----- DATA FOR THIS TASK -----

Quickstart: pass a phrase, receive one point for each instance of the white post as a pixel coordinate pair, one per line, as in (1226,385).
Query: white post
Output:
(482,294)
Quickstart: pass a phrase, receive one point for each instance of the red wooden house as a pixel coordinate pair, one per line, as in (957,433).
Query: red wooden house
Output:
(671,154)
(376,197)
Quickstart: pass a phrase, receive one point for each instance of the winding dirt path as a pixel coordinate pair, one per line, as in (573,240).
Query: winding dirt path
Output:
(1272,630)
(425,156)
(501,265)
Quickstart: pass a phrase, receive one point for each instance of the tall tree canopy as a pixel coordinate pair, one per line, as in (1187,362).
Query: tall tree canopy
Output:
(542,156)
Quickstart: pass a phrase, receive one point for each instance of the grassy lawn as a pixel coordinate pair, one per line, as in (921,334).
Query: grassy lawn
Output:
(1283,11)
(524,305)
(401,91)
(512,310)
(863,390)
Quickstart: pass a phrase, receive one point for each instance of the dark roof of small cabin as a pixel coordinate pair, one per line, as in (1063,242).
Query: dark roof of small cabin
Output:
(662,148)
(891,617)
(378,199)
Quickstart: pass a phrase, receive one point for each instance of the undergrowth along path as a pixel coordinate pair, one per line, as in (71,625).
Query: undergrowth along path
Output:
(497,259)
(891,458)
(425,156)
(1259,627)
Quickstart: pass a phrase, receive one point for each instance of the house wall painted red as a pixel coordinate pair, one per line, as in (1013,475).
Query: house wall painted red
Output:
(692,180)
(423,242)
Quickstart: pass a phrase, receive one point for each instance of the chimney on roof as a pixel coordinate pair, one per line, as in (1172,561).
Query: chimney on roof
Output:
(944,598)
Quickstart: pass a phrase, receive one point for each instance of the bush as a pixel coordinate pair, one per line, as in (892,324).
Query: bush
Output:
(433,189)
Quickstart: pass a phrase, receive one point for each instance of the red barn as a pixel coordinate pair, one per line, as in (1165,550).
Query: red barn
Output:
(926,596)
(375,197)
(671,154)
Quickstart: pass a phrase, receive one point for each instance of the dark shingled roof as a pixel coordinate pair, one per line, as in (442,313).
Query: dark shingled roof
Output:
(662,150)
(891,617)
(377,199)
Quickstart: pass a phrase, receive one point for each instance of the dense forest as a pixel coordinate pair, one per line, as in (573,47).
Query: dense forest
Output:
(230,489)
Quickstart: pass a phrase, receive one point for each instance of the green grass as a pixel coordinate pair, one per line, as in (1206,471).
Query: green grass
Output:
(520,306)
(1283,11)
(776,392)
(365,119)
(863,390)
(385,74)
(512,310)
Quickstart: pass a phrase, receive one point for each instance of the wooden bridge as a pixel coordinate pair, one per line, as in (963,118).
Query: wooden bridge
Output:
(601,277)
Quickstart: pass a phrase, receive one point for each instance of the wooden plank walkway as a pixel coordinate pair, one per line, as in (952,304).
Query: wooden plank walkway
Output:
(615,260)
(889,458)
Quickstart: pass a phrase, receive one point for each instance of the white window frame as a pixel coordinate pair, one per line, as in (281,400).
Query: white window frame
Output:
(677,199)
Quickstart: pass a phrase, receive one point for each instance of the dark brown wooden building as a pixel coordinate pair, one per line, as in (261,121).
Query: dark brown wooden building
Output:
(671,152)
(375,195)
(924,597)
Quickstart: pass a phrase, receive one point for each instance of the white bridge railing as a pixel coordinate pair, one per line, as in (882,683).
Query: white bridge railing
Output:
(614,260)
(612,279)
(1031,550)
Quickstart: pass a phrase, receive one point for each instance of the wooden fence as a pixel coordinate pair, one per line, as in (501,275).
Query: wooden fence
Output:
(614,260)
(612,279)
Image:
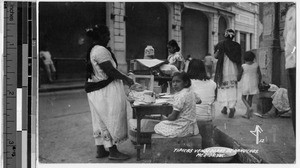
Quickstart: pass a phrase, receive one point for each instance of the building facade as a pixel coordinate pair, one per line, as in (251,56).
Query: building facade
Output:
(196,26)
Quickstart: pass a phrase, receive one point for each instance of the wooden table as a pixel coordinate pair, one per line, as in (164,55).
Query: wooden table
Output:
(140,111)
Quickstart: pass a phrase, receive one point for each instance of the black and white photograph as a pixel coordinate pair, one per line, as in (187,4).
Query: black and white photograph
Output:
(173,82)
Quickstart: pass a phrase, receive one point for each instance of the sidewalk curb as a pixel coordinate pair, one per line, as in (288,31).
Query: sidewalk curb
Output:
(245,157)
(60,88)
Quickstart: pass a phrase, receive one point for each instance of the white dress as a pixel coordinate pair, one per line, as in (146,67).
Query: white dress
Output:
(108,105)
(205,90)
(228,92)
(250,79)
(185,124)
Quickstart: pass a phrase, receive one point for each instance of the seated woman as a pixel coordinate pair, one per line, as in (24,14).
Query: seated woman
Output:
(182,121)
(205,89)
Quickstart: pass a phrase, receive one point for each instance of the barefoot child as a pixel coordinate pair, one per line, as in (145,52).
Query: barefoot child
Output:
(251,77)
(182,121)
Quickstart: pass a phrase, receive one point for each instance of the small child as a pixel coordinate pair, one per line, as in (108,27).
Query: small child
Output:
(182,121)
(251,77)
(48,63)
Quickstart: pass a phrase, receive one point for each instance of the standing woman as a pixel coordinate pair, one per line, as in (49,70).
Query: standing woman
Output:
(106,96)
(175,57)
(205,89)
(228,53)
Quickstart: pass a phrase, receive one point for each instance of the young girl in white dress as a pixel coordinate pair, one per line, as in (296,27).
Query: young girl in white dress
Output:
(250,78)
(182,121)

-----

• [PROBLEM DESCRIPTION]
Reproduce exactly the line that holds "as in (164,55).", then every line after it, ending with the final line of the records above.

• [ANSWER FOR THIS EXERCISE]
Quickstart: pass a phrase, receive one point for each instance of the wooden table as a pixel coordinate pair, one per line, as in (164,55).
Query: wooden table
Output:
(140,111)
Quickstart: pass a phrase, receive one point for each instance of the black and white photograph as a pixel coordinate pair, one per line, as in (187,4).
Query: black and white photograph
Output:
(173,82)
Quickstart: pass a phrase, receive one point for each instance of the sidewalk curb as a pixel coordinate pair, one per line, as in (288,31).
Query: sidewalk curb
Output:
(245,157)
(60,88)
Quickstart: pass a phrase, receive one point for each instance of the white dress as a pixel coordinate pair, one per line, as in (146,67).
Query: white dress
Output:
(108,105)
(205,90)
(228,92)
(250,79)
(185,124)
Quickstart: pass a phrase, receive one point for each instance of the seated woman as a pixel coordinate pair, one per line, as in (24,14).
Query: seated woman
Output:
(182,121)
(205,89)
Quickstart: pass a phrase, receive one point for each instance of the barefoot child as a pixel coordinate pair, one per line, as in (145,52).
Query: barefoot child
Output:
(251,77)
(182,121)
Quickstart: pass a phrase, receive one point for each instance of the small child as a pixel coordinate pair, one per line, as in (108,27).
Query: small child
Output:
(182,121)
(251,77)
(48,63)
Quickstart: pass a phrase, receive one point for each instance of the standing woman as a pixel coordinate pair, one per line, as in (49,70).
Query: standing woman
Output:
(106,96)
(175,57)
(205,89)
(228,53)
Quickstart: pass a phrase, receive one point for each instance of the young girl in white dress as a pixel coordinate pair, one per line, as in (296,27).
Query: young girl in white dress
Output:
(250,78)
(182,121)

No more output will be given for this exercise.